→ **THE PROBLEM**:
Please gather every line of the items that contains the word "forest", treating uppercase and lowercase as different.
─── INPUT ROWS ───
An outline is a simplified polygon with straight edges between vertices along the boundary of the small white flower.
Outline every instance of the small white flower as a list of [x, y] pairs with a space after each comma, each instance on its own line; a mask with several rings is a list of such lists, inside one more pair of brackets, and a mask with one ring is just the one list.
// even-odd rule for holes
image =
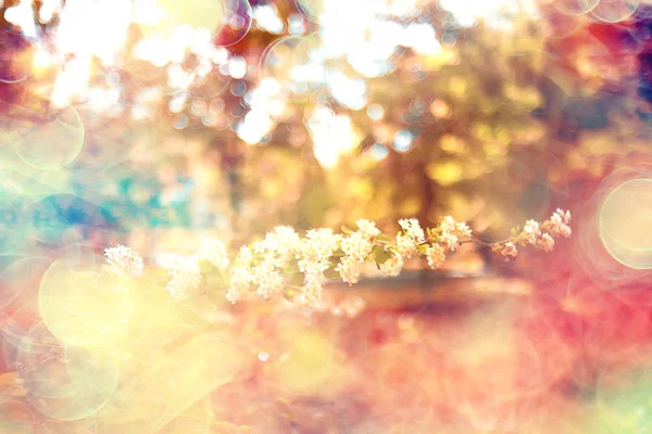
[[550, 234], [543, 233], [537, 244], [543, 252], [552, 252], [554, 248], [554, 240]]
[[131, 248], [118, 244], [104, 248], [104, 256], [106, 256], [109, 265], [117, 272], [133, 278], [142, 276], [142, 258]]
[[562, 209], [557, 209], [556, 212], [554, 212], [552, 217], [550, 217], [550, 224], [552, 226], [550, 229], [550, 234], [552, 237], [559, 237], [559, 235], [562, 235], [564, 238], [570, 237], [573, 231], [570, 230], [570, 227], [568, 226], [569, 222], [570, 222], [570, 212], [568, 212], [568, 210], [564, 212]]
[[188, 298], [201, 284], [201, 269], [193, 257], [178, 258], [167, 273], [171, 279], [165, 289], [175, 299]]
[[505, 259], [514, 258], [518, 254], [518, 250], [516, 248], [516, 244], [511, 241], [507, 241], [504, 244], [497, 244], [491, 248], [493, 252], [502, 255]]
[[432, 244], [426, 250], [426, 257], [428, 258], [428, 267], [432, 269], [441, 268], [446, 260], [446, 251], [439, 244]]
[[404, 234], [413, 239], [415, 243], [423, 243], [426, 240], [424, 230], [416, 218], [403, 218], [399, 220], [399, 225]]
[[541, 229], [539, 222], [535, 220], [527, 220], [523, 227], [523, 238], [525, 242], [531, 245], [537, 244], [537, 240], [541, 237]]
[[374, 221], [360, 219], [355, 221], [355, 225], [358, 225], [358, 229], [364, 238], [368, 239], [380, 234], [380, 230], [376, 228], [376, 224]]
[[403, 256], [398, 253], [392, 253], [391, 257], [385, 261], [385, 264], [380, 264], [380, 271], [385, 276], [396, 277], [401, 273], [403, 269]]

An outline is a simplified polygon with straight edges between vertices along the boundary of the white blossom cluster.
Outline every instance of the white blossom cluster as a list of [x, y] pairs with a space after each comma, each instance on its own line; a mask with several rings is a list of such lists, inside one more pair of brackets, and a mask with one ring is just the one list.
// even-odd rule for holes
[[523, 229], [503, 243], [497, 243], [492, 250], [504, 258], [513, 258], [518, 254], [518, 246], [534, 246], [543, 252], [554, 248], [554, 239], [568, 238], [570, 230], [570, 212], [556, 209], [553, 215], [542, 224], [527, 220]]
[[[522, 230], [493, 251], [505, 258], [515, 257], [517, 246], [534, 246], [546, 252], [554, 247], [554, 238], [569, 237], [570, 213], [557, 209], [550, 219], [539, 224], [528, 220]], [[336, 272], [346, 283], [356, 283], [366, 261], [375, 261], [388, 277], [398, 276], [404, 260], [423, 256], [432, 269], [440, 268], [447, 255], [473, 241], [471, 228], [448, 216], [435, 228], [424, 230], [414, 218], [399, 221], [401, 231], [394, 241], [384, 235], [371, 220], [358, 220], [355, 231], [337, 234], [331, 229], [311, 229], [303, 237], [294, 229], [279, 226], [250, 246], [240, 247], [233, 260], [224, 243], [216, 239], [201, 241], [190, 256], [168, 255], [160, 266], [167, 270], [166, 290], [174, 299], [185, 299], [201, 291], [204, 273], [220, 273], [231, 303], [258, 294], [264, 299], [276, 295], [316, 307], [323, 301], [322, 290], [328, 273]], [[129, 247], [117, 245], [104, 251], [106, 260], [118, 272], [138, 278], [142, 275], [142, 258]], [[205, 263], [213, 268], [205, 269]], [[209, 267], [210, 268], [210, 267]], [[358, 311], [361, 303], [331, 308], [347, 315]], [[350, 311], [350, 312], [349, 312]]]
[[341, 250], [344, 256], [336, 267], [342, 281], [358, 283], [362, 273], [362, 264], [367, 259], [374, 248], [374, 238], [380, 234], [376, 224], [368, 220], [358, 220], [358, 231], [341, 240]]
[[115, 271], [131, 278], [138, 278], [142, 275], [145, 267], [142, 258], [131, 248], [122, 244], [104, 248], [106, 261]]

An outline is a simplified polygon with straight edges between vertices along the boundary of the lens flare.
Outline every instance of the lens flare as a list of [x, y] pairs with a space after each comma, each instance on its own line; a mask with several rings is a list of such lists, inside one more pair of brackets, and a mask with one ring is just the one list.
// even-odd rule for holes
[[599, 230], [602, 244], [618, 263], [652, 268], [652, 179], [631, 179], [602, 202]]
[[59, 170], [73, 164], [84, 146], [86, 130], [77, 111], [65, 107], [54, 113], [37, 113], [12, 107], [1, 127], [16, 155], [41, 170]]

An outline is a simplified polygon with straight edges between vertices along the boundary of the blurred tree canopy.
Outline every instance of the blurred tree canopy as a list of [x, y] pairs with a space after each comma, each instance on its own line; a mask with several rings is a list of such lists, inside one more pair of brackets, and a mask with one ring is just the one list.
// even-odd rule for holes
[[[2, 7], [2, 127], [25, 131], [5, 135], [7, 173], [24, 178], [5, 176], [5, 208], [11, 178], [23, 196], [27, 182], [45, 186], [27, 189], [29, 201], [75, 194], [127, 228], [247, 239], [275, 225], [387, 227], [446, 213], [491, 238], [630, 158], [618, 142], [645, 149], [644, 5], [614, 21], [503, 2], [467, 23], [444, 2], [225, 1], [222, 27], [199, 40], [183, 27], [206, 20], [193, 0], [176, 23], [185, 33], [172, 34], [178, 47], [148, 46], [134, 18], [108, 62], [65, 51], [58, 35], [74, 2], [46, 20], [47, 3]], [[27, 7], [29, 31], [13, 18]], [[360, 28], [344, 30], [351, 23]], [[347, 47], [338, 31], [359, 39]], [[66, 88], [79, 62], [86, 82]], [[52, 183], [35, 163], [42, 137], [29, 135], [60, 124], [65, 143], [77, 130], [82, 142], [70, 162], [64, 144], [38, 148], [60, 157]]]

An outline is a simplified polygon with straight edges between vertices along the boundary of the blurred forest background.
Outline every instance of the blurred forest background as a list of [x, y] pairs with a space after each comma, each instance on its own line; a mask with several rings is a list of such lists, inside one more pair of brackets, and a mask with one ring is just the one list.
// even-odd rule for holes
[[[651, 3], [1, 1], [0, 433], [649, 432]], [[469, 279], [312, 310], [173, 301], [152, 266], [557, 207], [549, 255], [465, 245]]]
[[638, 2], [192, 0], [164, 35], [96, 3], [3, 3], [4, 251], [442, 214], [496, 240], [648, 149]]

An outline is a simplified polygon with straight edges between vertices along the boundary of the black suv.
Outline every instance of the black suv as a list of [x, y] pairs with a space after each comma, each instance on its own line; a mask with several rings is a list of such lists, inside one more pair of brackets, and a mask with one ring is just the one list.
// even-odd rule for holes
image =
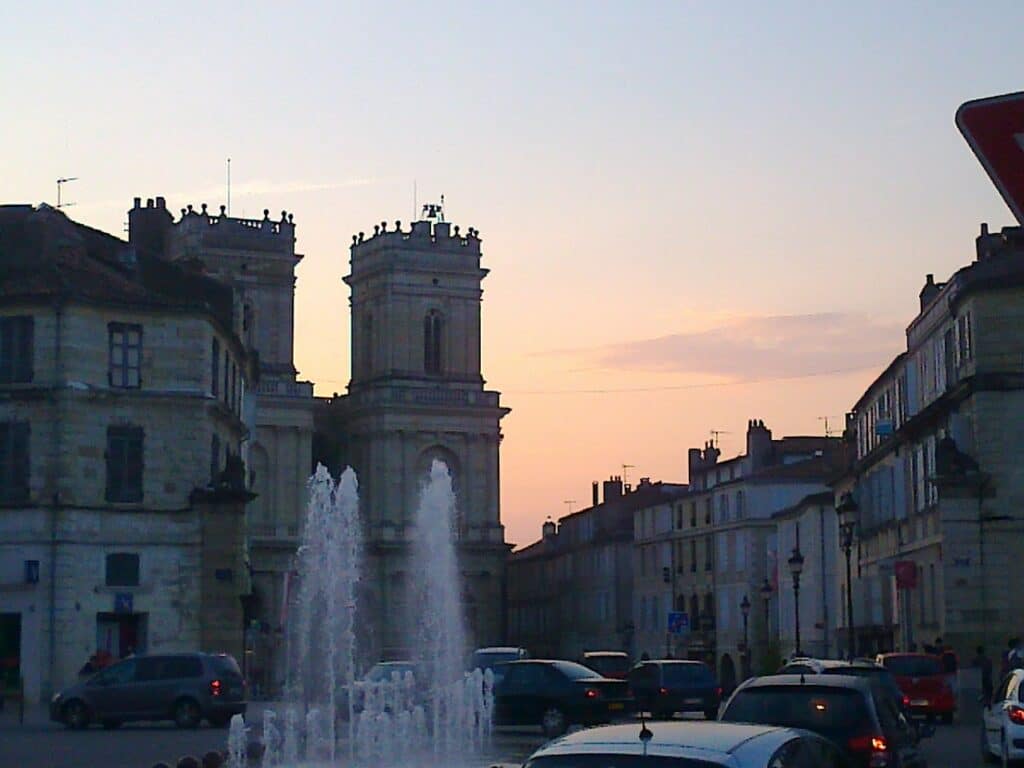
[[630, 672], [629, 680], [637, 707], [652, 717], [666, 719], [677, 712], [702, 712], [708, 720], [714, 720], [718, 715], [722, 688], [715, 673], [702, 662], [641, 662]]
[[869, 679], [772, 675], [748, 680], [720, 720], [803, 728], [845, 748], [862, 768], [925, 768], [916, 740], [892, 697]]
[[92, 722], [117, 728], [131, 720], [173, 720], [179, 728], [195, 728], [204, 718], [223, 727], [245, 712], [245, 680], [225, 653], [132, 656], [50, 701], [50, 720], [69, 728]]

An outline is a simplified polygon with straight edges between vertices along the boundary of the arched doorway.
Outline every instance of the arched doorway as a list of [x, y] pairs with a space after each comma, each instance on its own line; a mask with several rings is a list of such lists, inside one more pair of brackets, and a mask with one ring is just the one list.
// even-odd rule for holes
[[722, 686], [723, 693], [731, 693], [736, 687], [736, 665], [732, 662], [732, 656], [728, 653], [722, 654], [722, 662], [719, 664], [718, 681]]

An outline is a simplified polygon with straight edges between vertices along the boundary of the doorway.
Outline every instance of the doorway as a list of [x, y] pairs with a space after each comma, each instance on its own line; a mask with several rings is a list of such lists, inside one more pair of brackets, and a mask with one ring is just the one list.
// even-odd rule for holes
[[96, 650], [114, 658], [146, 651], [146, 613], [96, 613]]

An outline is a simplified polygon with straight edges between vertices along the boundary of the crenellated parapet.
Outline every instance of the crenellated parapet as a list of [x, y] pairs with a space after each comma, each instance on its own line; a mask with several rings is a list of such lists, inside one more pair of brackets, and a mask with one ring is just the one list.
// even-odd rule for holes
[[474, 256], [480, 255], [480, 232], [469, 227], [465, 233], [459, 225], [447, 221], [414, 221], [409, 229], [401, 228], [401, 222], [395, 221], [394, 228], [388, 229], [388, 223], [382, 221], [374, 224], [374, 232], [367, 236], [358, 232], [352, 236], [352, 258], [357, 255], [375, 253], [377, 251], [401, 248], [417, 250], [432, 250]]

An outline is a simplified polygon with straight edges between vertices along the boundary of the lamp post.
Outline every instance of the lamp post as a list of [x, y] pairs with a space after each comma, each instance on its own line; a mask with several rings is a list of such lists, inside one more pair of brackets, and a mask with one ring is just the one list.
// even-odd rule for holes
[[850, 552], [853, 550], [853, 537], [857, 528], [857, 502], [849, 490], [840, 497], [836, 505], [836, 515], [839, 517], [839, 546], [846, 554], [846, 634], [847, 651], [850, 658], [857, 653], [856, 633], [853, 630], [853, 575], [850, 569]]
[[739, 603], [739, 610], [743, 614], [743, 678], [749, 678], [751, 676], [751, 646], [750, 637], [746, 633], [746, 622], [751, 615], [751, 601], [743, 595], [743, 599]]
[[800, 649], [800, 574], [804, 570], [804, 556], [800, 554], [800, 545], [793, 548], [793, 555], [790, 556], [790, 572], [793, 574], [793, 610], [795, 614], [794, 628], [796, 630], [797, 649], [796, 655], [802, 656]]

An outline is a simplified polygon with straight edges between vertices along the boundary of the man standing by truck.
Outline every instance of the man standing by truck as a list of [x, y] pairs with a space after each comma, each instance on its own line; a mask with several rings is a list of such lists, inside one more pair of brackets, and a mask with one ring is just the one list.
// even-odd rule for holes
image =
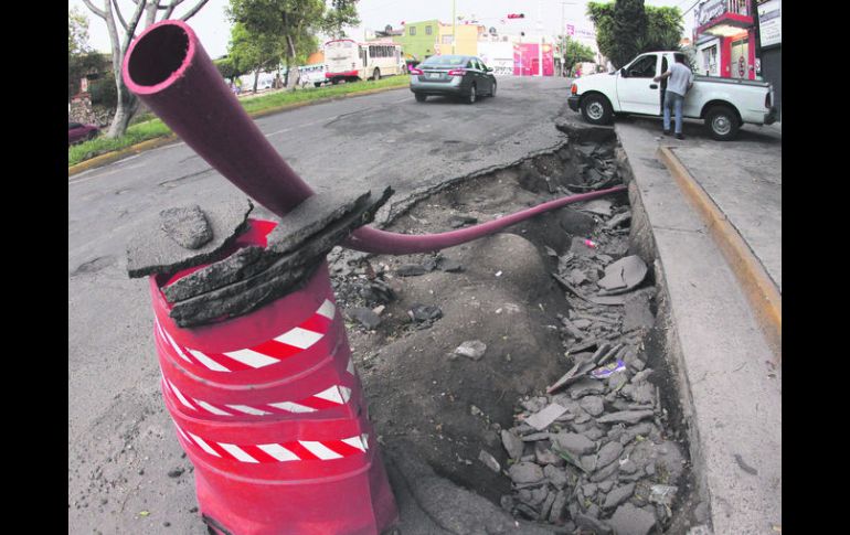
[[665, 92], [665, 135], [670, 135], [672, 108], [676, 113], [676, 138], [684, 139], [682, 136], [682, 105], [684, 104], [684, 95], [693, 86], [693, 73], [684, 64], [684, 54], [676, 54], [676, 62], [670, 69], [661, 76], [656, 76], [652, 81], [661, 82], [665, 78], [670, 78]]

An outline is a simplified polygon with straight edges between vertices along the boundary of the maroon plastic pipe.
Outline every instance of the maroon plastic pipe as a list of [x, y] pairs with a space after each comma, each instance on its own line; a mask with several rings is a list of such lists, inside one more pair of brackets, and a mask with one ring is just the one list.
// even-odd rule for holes
[[[166, 20], [145, 30], [130, 44], [121, 74], [127, 87], [189, 147], [273, 213], [283, 217], [314, 194], [245, 113], [185, 22]], [[362, 227], [351, 235], [347, 245], [379, 254], [439, 250], [492, 234], [549, 210], [625, 189], [617, 186], [572, 195], [440, 234], [406, 235]]]
[[121, 69], [142, 103], [269, 211], [283, 216], [312, 195], [242, 108], [185, 22], [166, 20], [145, 30]]

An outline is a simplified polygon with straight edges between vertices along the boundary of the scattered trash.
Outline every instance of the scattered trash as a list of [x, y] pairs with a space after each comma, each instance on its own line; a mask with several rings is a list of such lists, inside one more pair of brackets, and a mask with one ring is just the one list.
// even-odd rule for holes
[[673, 497], [679, 490], [678, 486], [672, 485], [652, 485], [649, 488], [651, 491], [649, 494], [649, 502], [657, 503], [659, 505], [670, 506], [673, 504]]
[[602, 367], [597, 367], [593, 372], [591, 372], [591, 376], [597, 379], [604, 379], [607, 377], [610, 377], [613, 374], [617, 372], [625, 372], [626, 371], [626, 364], [623, 361], [612, 362], [609, 364], [606, 364]]

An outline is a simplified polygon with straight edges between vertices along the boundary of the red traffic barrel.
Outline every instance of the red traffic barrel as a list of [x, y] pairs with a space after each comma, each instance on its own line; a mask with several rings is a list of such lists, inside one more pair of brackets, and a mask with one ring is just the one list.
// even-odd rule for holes
[[[249, 221], [234, 245], [266, 245]], [[327, 264], [238, 318], [180, 328], [150, 278], [162, 394], [220, 533], [376, 534], [397, 518]]]

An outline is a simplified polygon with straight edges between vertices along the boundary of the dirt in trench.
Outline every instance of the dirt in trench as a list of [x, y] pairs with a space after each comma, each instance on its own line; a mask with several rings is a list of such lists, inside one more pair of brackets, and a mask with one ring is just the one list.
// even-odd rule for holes
[[[389, 229], [450, 231], [619, 183], [613, 140], [571, 143], [433, 194]], [[605, 267], [629, 253], [629, 215], [623, 193], [438, 254], [334, 264], [383, 447], [561, 533], [687, 526], [688, 515], [676, 513], [692, 488], [687, 443], [670, 417], [678, 394], [661, 345], [644, 343], [656, 324], [651, 264], [628, 295], [634, 302], [588, 300]], [[465, 342], [486, 346], [484, 355], [457, 354]], [[546, 395], [592, 357], [621, 370]], [[566, 410], [551, 425], [525, 422], [553, 403]], [[626, 421], [607, 422], [610, 415]], [[570, 450], [576, 436], [593, 446], [578, 440]], [[509, 452], [513, 440], [519, 447]]]

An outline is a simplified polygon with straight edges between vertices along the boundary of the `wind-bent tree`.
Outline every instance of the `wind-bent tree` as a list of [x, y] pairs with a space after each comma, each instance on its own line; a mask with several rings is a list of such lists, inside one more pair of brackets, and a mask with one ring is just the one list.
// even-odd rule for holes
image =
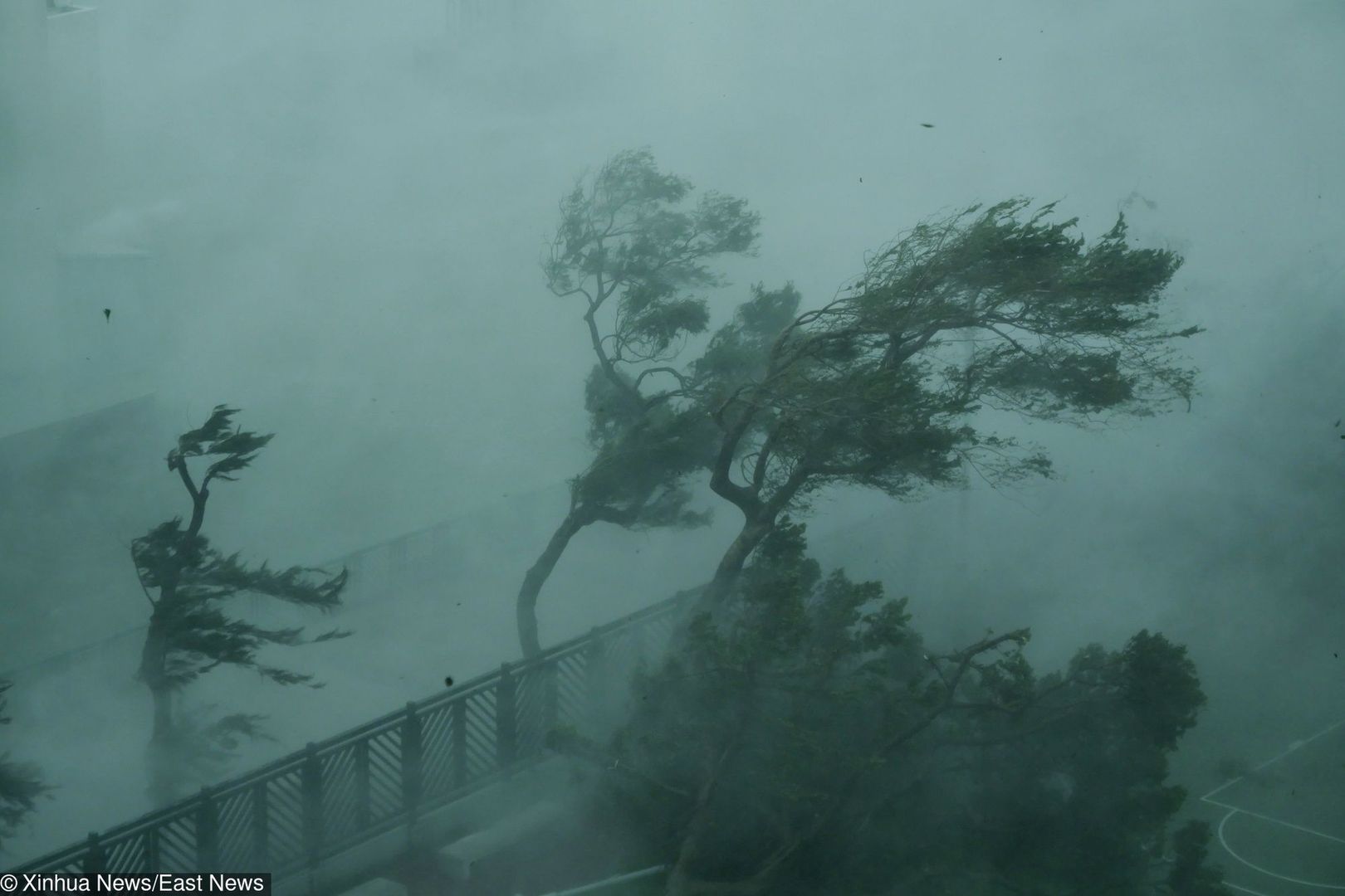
───
→ **OUTPUT FOR THIS EXERCISE**:
An outline is a simplified polygon with straight edges between vertices along the boundary of the blurred forest background.
Outline every instance of the blurred forest background as a list of [x, y] pairs with a space after each comma, each instance on its own line; a mask with several rings is a list of such lists, inside one more pair of brackets, and a mask with one ring is just the one list.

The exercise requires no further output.